**RECORD LIST:**
_ _ _ _ _ _ _
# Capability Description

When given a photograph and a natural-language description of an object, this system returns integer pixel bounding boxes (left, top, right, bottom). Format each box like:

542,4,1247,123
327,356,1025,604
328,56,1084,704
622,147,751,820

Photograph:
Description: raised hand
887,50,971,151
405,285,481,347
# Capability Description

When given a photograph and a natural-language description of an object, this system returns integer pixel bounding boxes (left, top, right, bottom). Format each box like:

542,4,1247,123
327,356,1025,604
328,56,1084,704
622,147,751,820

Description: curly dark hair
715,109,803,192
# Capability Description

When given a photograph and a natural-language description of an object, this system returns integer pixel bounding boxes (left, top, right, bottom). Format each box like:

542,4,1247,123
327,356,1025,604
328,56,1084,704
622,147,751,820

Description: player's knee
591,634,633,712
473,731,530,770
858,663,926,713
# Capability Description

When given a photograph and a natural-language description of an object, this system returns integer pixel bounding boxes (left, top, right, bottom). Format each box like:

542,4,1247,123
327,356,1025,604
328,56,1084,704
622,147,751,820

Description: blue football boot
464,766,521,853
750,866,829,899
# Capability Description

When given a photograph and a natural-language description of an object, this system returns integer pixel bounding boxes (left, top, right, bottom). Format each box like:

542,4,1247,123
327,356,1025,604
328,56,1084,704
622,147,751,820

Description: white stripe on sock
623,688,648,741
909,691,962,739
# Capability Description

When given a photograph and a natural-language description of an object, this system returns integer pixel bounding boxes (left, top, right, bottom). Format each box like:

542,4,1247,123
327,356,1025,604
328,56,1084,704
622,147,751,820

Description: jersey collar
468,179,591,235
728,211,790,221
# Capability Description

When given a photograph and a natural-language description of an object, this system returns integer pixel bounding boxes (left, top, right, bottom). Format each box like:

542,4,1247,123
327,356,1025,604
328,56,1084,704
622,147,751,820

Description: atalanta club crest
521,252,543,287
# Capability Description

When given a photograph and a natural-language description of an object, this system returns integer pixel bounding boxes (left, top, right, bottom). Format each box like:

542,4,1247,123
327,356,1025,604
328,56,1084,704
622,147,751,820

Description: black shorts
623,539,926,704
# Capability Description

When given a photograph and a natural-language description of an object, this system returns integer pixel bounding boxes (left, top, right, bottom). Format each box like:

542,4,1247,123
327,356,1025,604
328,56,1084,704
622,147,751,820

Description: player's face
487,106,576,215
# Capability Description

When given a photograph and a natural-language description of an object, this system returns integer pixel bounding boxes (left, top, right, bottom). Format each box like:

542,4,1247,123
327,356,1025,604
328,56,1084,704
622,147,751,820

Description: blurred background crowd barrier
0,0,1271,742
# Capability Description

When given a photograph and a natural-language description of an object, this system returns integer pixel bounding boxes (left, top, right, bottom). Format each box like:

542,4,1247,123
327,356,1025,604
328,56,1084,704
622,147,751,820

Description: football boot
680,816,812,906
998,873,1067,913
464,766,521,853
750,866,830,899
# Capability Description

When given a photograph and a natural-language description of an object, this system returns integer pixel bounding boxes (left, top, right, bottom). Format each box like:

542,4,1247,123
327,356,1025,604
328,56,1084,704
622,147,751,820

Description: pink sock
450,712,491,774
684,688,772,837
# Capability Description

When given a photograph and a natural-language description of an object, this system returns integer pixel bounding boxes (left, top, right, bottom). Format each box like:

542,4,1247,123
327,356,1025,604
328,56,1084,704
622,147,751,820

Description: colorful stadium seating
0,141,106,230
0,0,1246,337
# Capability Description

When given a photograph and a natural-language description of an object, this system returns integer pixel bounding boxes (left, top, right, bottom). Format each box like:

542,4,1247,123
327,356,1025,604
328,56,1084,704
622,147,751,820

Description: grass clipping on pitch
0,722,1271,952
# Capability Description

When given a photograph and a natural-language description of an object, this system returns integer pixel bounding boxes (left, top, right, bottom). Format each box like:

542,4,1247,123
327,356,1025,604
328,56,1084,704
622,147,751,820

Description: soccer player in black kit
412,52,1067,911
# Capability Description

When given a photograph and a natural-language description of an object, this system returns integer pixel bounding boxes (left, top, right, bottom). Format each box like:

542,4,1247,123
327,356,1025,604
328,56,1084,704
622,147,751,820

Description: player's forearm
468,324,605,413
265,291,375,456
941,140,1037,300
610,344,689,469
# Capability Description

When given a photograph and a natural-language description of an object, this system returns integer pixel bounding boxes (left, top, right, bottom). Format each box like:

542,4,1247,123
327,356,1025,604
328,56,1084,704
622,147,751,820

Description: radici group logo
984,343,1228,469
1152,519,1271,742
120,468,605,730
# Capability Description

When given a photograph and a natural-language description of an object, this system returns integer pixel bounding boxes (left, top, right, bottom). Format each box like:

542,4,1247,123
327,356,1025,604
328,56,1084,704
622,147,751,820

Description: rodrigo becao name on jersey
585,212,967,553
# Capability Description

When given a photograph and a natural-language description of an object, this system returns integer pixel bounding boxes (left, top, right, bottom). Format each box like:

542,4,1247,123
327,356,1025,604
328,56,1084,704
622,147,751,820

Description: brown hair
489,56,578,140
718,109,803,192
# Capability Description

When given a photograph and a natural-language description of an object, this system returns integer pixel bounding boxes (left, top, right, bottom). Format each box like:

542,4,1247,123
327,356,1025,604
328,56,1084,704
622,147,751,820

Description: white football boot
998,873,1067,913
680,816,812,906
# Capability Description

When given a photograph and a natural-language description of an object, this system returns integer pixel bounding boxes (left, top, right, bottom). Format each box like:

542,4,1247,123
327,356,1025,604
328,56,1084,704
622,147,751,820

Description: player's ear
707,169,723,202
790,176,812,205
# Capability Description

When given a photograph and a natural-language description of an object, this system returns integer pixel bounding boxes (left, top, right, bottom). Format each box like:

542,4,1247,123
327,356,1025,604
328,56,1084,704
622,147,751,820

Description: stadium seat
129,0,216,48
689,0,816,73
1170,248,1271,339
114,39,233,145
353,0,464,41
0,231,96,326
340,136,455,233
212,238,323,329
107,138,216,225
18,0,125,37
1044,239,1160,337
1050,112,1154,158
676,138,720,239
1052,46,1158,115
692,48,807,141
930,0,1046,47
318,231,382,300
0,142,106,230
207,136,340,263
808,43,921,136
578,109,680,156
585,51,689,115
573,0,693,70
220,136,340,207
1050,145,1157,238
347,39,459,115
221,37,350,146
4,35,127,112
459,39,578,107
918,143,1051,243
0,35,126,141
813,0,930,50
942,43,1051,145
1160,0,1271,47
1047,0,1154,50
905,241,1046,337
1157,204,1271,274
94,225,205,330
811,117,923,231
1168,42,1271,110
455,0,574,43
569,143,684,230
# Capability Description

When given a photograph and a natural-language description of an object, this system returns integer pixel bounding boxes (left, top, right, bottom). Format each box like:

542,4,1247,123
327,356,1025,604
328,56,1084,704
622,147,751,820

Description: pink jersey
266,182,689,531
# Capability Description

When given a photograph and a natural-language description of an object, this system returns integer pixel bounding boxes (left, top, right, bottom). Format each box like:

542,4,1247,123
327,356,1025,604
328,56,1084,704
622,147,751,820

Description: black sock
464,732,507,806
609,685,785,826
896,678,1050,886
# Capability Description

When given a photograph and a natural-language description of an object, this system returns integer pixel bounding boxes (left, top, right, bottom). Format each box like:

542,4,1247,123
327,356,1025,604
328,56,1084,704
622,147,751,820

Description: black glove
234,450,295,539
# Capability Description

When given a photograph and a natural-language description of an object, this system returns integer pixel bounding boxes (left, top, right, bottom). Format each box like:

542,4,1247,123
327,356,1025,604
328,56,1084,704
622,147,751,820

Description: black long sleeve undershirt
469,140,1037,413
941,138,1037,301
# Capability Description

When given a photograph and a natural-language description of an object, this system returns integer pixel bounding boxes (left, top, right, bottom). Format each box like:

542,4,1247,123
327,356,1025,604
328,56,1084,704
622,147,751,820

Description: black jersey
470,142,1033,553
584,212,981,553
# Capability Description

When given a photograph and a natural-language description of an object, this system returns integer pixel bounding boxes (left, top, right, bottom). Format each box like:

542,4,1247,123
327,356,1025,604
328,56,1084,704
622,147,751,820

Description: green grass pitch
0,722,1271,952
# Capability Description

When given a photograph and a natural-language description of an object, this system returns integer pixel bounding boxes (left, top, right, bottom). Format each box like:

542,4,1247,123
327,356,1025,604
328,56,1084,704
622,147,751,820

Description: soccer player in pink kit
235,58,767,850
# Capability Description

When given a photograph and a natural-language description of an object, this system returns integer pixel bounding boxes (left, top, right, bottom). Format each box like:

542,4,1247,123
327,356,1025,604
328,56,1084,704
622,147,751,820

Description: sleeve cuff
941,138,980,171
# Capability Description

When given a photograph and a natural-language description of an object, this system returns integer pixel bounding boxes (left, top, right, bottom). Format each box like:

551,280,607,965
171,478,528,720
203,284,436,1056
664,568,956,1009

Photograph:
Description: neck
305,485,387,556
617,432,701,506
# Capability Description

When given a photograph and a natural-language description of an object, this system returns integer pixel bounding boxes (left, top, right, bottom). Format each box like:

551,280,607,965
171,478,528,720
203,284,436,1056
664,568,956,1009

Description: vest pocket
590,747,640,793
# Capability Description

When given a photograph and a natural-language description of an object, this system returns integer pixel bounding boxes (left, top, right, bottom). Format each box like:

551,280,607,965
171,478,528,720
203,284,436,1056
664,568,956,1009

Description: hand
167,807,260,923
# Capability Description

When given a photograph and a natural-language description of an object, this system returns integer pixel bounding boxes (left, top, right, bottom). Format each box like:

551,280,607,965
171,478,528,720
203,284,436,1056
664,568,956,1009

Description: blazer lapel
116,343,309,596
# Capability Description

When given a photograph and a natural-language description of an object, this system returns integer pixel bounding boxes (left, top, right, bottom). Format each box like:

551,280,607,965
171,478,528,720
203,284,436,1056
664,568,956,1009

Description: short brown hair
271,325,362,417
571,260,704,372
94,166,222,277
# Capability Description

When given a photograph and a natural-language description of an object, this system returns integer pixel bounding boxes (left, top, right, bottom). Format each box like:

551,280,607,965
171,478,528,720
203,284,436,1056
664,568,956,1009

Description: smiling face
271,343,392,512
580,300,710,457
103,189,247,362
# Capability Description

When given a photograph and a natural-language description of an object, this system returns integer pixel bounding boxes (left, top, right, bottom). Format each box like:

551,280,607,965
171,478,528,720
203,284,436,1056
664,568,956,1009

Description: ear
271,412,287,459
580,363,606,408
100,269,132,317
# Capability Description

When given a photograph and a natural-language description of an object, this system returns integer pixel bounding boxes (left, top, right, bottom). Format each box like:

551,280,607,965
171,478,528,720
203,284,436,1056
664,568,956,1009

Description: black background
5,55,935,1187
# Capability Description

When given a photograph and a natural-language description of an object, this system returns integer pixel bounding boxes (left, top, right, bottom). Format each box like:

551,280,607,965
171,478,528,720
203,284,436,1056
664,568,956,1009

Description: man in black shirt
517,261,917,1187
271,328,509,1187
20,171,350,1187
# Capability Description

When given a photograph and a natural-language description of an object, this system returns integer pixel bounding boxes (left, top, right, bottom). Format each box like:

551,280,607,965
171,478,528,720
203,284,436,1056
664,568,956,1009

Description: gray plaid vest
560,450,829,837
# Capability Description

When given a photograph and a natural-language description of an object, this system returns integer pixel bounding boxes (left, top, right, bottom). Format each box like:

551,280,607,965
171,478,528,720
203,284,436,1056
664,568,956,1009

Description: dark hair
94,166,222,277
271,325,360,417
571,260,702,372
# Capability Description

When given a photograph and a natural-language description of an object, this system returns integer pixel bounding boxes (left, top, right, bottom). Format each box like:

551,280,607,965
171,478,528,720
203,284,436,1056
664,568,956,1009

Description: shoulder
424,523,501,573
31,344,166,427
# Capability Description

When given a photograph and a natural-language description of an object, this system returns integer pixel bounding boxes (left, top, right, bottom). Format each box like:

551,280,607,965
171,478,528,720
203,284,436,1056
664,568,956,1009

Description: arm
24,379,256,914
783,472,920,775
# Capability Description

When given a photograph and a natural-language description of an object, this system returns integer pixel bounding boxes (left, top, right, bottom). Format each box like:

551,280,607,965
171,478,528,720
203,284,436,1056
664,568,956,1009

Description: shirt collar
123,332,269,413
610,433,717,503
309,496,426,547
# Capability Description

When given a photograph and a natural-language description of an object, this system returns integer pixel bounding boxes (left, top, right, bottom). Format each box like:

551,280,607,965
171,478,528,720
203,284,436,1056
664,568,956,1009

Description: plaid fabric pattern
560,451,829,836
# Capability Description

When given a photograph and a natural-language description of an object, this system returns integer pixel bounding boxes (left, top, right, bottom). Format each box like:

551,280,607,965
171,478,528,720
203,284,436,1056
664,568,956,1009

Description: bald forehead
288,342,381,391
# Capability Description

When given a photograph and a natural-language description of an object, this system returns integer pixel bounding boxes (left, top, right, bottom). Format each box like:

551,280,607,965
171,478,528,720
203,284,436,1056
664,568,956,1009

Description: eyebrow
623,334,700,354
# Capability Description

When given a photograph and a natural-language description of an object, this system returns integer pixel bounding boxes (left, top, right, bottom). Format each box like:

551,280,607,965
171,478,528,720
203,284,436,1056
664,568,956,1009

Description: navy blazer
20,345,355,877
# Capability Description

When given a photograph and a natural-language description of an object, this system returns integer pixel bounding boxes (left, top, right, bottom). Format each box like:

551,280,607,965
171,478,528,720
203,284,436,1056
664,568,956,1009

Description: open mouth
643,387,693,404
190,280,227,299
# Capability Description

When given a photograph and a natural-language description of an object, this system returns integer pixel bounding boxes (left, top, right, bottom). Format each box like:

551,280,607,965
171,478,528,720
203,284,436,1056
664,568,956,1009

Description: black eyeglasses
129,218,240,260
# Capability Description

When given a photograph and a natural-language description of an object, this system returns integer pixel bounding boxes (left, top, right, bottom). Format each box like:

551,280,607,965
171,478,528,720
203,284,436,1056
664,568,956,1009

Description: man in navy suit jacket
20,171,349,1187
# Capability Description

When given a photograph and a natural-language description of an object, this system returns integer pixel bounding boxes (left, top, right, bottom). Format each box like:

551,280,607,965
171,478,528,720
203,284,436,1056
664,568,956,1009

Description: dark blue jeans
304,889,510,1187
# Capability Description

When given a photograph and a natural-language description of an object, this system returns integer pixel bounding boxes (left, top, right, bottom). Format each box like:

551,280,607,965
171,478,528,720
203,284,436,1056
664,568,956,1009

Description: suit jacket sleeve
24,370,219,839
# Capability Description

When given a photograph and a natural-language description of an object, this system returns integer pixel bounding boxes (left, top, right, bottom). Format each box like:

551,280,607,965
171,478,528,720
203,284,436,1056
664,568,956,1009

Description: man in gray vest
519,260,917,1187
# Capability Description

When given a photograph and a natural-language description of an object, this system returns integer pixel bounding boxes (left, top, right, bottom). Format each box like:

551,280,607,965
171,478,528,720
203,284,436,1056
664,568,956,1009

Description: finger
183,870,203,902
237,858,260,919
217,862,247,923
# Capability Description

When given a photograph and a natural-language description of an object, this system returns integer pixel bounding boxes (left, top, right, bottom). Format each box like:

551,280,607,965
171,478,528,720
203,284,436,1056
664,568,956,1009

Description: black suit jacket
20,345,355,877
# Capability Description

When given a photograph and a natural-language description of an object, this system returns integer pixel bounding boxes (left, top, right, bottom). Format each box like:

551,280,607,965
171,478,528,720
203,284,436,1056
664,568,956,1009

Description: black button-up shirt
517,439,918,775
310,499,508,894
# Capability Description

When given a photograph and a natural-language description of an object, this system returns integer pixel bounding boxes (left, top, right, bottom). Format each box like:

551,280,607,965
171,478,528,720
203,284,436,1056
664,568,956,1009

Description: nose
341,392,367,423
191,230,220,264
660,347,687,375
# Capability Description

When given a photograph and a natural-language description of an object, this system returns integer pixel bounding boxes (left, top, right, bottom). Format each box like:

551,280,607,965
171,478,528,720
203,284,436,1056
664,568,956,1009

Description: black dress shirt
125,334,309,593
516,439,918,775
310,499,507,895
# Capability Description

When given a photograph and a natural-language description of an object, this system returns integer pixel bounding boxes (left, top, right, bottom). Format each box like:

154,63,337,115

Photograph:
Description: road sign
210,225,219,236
_ _ _ _ _ _ _
**WORK INSTRUCTIONS:**
Gather every line above that contains the word "sock", and copy each one in full.

**SOLUTION FOR THIS TASK:**
Description: white stripe on sock
Description: pink sock
Description: black sock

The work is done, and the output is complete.